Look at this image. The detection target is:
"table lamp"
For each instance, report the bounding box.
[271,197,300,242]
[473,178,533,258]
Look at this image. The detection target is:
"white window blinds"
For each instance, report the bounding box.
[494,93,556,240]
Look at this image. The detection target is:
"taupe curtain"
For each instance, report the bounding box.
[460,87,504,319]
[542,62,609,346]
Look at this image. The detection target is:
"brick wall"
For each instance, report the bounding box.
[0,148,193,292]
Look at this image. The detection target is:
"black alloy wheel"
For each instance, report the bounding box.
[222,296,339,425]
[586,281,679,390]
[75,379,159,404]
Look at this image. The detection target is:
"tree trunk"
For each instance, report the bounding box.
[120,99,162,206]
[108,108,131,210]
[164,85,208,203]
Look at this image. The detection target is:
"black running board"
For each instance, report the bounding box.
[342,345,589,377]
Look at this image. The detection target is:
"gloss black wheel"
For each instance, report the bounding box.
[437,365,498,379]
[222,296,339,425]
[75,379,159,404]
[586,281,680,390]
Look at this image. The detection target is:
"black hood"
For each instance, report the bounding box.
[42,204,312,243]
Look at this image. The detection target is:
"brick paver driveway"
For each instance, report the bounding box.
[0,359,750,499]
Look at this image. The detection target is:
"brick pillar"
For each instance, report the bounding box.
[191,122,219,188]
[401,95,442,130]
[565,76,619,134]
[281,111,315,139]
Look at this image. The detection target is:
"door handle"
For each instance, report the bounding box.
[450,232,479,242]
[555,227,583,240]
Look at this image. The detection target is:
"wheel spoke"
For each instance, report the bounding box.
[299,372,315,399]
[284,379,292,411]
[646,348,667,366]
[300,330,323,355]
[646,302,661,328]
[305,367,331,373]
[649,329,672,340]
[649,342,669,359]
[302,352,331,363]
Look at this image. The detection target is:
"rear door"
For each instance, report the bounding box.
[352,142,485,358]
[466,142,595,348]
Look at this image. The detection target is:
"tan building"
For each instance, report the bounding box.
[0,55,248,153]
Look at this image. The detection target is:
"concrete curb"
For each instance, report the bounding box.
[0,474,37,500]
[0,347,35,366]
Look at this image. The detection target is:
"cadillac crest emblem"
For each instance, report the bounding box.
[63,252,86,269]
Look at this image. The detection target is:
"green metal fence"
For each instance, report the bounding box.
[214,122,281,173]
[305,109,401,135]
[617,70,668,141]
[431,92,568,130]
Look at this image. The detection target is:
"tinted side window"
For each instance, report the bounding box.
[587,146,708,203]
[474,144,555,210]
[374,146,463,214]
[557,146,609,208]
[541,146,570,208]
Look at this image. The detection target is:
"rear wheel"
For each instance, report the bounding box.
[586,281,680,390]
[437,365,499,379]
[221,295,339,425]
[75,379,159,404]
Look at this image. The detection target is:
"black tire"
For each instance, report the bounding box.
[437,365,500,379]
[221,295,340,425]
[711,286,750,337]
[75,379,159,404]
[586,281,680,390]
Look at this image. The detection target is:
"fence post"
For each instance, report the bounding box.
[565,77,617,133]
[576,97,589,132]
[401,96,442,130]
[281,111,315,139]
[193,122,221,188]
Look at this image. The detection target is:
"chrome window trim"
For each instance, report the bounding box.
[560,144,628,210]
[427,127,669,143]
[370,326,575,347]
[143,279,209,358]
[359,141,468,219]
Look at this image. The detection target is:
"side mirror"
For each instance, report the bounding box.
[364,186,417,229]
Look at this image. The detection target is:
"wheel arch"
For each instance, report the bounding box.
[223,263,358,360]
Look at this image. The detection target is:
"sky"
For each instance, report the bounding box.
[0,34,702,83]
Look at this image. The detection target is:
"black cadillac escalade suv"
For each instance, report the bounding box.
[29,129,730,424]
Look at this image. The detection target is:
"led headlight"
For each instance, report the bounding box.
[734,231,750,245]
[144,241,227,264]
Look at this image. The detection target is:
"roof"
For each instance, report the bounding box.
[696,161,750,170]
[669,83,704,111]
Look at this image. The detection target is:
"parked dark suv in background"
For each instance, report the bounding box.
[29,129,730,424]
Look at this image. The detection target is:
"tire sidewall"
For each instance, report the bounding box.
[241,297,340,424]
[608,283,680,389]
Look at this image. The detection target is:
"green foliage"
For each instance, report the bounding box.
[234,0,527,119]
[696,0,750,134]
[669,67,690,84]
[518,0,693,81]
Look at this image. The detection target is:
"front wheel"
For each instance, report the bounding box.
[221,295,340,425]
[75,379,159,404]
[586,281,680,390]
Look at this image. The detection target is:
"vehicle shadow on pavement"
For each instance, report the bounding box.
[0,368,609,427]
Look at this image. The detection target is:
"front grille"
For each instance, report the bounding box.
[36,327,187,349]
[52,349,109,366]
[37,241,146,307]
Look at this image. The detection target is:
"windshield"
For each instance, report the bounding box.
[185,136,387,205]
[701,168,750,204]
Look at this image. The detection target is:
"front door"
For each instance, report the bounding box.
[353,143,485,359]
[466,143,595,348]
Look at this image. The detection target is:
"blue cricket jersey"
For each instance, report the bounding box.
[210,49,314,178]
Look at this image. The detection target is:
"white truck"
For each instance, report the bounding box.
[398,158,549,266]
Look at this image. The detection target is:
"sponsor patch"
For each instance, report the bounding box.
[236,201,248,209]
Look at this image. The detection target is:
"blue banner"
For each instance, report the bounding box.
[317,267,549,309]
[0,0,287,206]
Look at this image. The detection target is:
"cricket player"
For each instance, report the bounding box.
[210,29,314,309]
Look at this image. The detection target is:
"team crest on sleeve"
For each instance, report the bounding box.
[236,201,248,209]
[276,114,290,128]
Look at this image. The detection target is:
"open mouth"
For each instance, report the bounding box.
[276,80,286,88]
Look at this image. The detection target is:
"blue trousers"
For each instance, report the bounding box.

WHAT NEEDS TO BE DONE:
Quote every line of the material above word for word, from start to finish.

EXERCISE OUTPUT:
Look at this image. The detection target is:
"table lamp"
For each instance, report the bounding box.
[271,197,300,242]
[473,178,533,258]
Look at this image. The detection target is:
"white window blinds"
For each instance, report the bounding box.
[494,93,556,240]
Look at this image. The detection target is:
"taupe curtain"
For each instance, report the bounding box.
[460,87,504,319]
[542,62,609,346]
Look at this image. The detection target is:
"brick wall"
For each instance, report the bounding box.
[0,148,193,292]
Look at this image. The detection target is:
"black alloy wheel"
For each instance, report the bounding box.
[222,296,339,425]
[586,281,679,390]
[75,379,159,404]
Look at this image. The detection target is:
"tree trunk"
For each instance, report the bounding box.
[120,99,162,206]
[108,108,131,210]
[164,85,208,203]
Look at this image. The detection target is:
"black running board"
For each instance, report the bounding box.
[342,345,589,377]
Look at this image. The detection target is:
"gloss black wheel"
For each instance, report the bounding box.
[437,365,498,379]
[222,296,339,425]
[75,379,159,404]
[586,281,680,390]
Look at this image. The detection target is:
"black hood"
For each instance, report the bounding box.
[42,204,312,243]
Look at this image. The detection target is:
"brick paver driveway"
For each instance, report the bounding box.
[0,359,750,499]
Look at this image. The detection target is:
"brick pillar"
For each instance, report the bounding box.
[191,122,219,188]
[401,95,442,130]
[565,76,619,134]
[281,111,315,139]
Look at this image. The detection target is:
"door handle"
For each instance, report the bounding box.
[450,232,479,242]
[555,227,583,240]
Look at this image. The detection target is:
"wheel spoke"
For each instance, report the bounding box.
[299,372,315,399]
[284,379,292,411]
[646,348,667,366]
[300,330,323,355]
[646,302,661,328]
[305,367,331,373]
[649,329,672,340]
[649,342,669,359]
[302,352,331,363]
Look at this image. The detection target is:
"rear door"
For each instance, report the bounding box.
[352,142,485,358]
[466,142,595,348]
Look at this image. The detection target is:
"tan building"
For each instance, report the bounding box.
[0,55,248,153]
Look at this image. The detection target is:
"concrete curb"
For each instance, report the bounding box.
[0,474,37,500]
[0,347,35,366]
Look at this image. The detection target is:
"cadillac crest emblem"
For each instance, report the bounding box.
[63,252,86,269]
Look at this image. The detection target is:
"green metal fence"
For each instance, report the bounding box.
[214,122,281,173]
[305,109,401,135]
[617,70,668,141]
[431,92,568,130]
Look at this image. The detection target is:
"tinted side window"
For each instance, report the bounding box.
[587,146,708,203]
[474,144,555,210]
[374,146,463,214]
[557,146,609,208]
[541,146,570,208]
Look at this image. The detection target is:
"rear wheel"
For each instance, report the bounding box.
[586,281,680,390]
[437,365,499,379]
[221,295,339,425]
[75,379,159,404]
Look at this image. The detection target is:
"black tire"
For each instance, report the bounding box.
[437,365,500,379]
[221,295,340,425]
[711,286,750,337]
[75,379,159,404]
[586,281,680,390]
Look at this image. The detection target is:
"fence post"
For each instance, report the bounding box.
[565,77,617,133]
[576,97,589,132]
[401,96,442,130]
[281,111,315,139]
[193,122,221,188]
Look at this image. The detection target is:
"chrome window trim"
For each instance, report the bounding box.
[560,144,628,210]
[427,127,669,143]
[370,326,575,347]
[143,279,209,358]
[359,141,468,219]
Look at this image. The detection target is:
"side mirror"
For each instance, report the bounding box.
[364,186,417,229]
Look at this image. The detection target is:
"wheel arch"
For each instance, report the bounding box.
[223,263,358,360]
Look at this image. The detection target is:
"sky"
For each instance, report the bounding box.
[0,34,702,83]
Look at this image. The detection target is:
"black cadillac escalade suv"
For each instance, report the bounding box.
[29,129,730,424]
Look at this image. The detection target is:
"led headlight"
For each instance, report the bounding box.
[734,231,750,245]
[144,241,227,264]
Look at this image. The detection target is:
"roof"
For each instance, report the bounding box.
[696,161,750,170]
[669,83,704,111]
Look at this image. The detection target is:
"parked dark suv in background"
For each instance, report the bounding box.
[29,129,730,424]
Look at this image. The detection target is:
"tire sidewall"
For each instance, report the bounding box.
[241,297,340,424]
[608,283,680,389]
Look at this image. The detection target is:
"green foliage"
For each instance, report the bounding box.
[234,0,527,119]
[696,0,750,134]
[669,67,690,84]
[518,0,693,81]
Look at this image. The detection target is:
"front wheel"
For each instance, report the bounding box.
[221,295,340,425]
[75,379,159,404]
[586,281,680,390]
Look at this image. The detection target is:
"vehicle shadow on pavement"
For each instance, report the bounding box.
[0,368,609,427]
Look at this image. The detection target is:
"front grille"
For each instance, report the bounding box.
[36,327,187,349]
[52,349,109,366]
[37,241,146,307]
Look at this image. The detection target is:
"windshield"
For each instance, report the bounding box.
[185,136,387,205]
[701,168,750,204]
Look at this image. The detection target is:
"front door"
For each instance, report the bounding box.
[353,143,485,359]
[466,143,595,348]
Look at this image. The detection target is:
"blue cricket jersey"
For each instance, report the bounding box.
[210,49,314,178]
Look at this image. The detection target is:
"white truck"
For each instance, report the bounding box.
[398,158,549,266]
Look at this image. The detection target is:
"sponsor patch"
For each instance, report the bounding box.
[236,201,248,209]
Look at this image. The detection target is:
"blue banner"
For each instance, report the bounding box.
[317,267,549,309]
[0,0,287,206]
Look at this image. The detection target is:
"cricket player"
For each instance, report the bounding box.
[210,29,314,309]
Look at this image. The detection target is:
"team crest on sleeve"
For each instance, report the bounding box.
[236,201,248,209]
[276,114,290,128]
Look at this image. The detection target is:
"open mouth"
For each instance, report the bounding box.
[276,80,286,88]
Look at this image. The detection target is:
"blue trousers"
For each instance, report the bounding box.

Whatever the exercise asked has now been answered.